Objective => Rewrite everything from the line containing "Spot the hazy horizon, then" down to the end of the entries, with "mud flat" changed to "mudflat" and nothing else altered.

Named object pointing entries
************

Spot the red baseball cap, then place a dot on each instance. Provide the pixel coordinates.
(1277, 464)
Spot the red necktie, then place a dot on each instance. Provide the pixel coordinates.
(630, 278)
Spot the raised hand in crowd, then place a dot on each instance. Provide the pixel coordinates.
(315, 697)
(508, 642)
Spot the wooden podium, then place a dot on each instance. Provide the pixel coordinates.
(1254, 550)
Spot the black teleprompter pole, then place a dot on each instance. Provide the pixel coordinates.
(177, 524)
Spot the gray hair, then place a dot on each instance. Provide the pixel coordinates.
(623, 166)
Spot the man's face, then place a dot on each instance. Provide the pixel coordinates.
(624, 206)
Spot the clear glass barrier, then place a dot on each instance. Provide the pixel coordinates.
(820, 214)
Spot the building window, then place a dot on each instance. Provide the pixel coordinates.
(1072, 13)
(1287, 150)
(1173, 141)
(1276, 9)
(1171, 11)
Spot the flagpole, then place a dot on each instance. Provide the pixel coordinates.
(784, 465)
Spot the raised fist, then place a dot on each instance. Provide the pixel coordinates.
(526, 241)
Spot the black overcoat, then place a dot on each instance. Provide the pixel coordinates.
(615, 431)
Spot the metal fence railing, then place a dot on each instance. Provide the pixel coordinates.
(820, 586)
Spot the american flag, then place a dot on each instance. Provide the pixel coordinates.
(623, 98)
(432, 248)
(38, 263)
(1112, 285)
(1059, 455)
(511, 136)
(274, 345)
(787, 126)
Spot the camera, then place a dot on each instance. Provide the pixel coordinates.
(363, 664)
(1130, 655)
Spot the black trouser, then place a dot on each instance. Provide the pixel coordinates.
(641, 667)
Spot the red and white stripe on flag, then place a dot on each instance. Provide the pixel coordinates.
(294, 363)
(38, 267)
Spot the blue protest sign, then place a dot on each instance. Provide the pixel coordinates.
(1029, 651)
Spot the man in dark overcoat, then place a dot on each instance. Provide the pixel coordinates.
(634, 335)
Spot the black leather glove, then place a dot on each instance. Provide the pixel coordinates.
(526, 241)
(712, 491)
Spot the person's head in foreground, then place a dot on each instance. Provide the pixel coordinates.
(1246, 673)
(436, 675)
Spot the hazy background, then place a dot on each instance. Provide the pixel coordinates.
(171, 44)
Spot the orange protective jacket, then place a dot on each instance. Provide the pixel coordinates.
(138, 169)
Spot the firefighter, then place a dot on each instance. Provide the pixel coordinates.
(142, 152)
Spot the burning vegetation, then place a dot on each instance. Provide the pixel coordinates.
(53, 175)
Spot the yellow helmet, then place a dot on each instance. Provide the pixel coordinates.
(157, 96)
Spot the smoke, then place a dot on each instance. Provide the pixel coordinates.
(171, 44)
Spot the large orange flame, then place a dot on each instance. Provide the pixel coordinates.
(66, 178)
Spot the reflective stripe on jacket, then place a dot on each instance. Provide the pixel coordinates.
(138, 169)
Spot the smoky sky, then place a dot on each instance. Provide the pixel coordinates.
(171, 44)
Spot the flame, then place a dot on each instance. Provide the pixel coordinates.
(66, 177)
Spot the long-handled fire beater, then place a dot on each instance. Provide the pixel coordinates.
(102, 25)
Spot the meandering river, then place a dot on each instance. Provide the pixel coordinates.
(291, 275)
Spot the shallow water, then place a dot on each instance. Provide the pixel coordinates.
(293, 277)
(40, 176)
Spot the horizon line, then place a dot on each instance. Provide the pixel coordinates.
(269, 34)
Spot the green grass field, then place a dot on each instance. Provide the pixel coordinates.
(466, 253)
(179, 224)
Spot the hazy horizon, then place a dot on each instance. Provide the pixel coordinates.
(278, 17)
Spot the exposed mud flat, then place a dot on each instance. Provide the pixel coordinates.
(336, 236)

************

Response =>
Spot the hazy horizon, then place a dot on each instance. Provide the pixel coordinates.
(278, 17)
Spot the exposed mudflat, then place a dot on each instance. Provide the pixel coordinates.
(336, 236)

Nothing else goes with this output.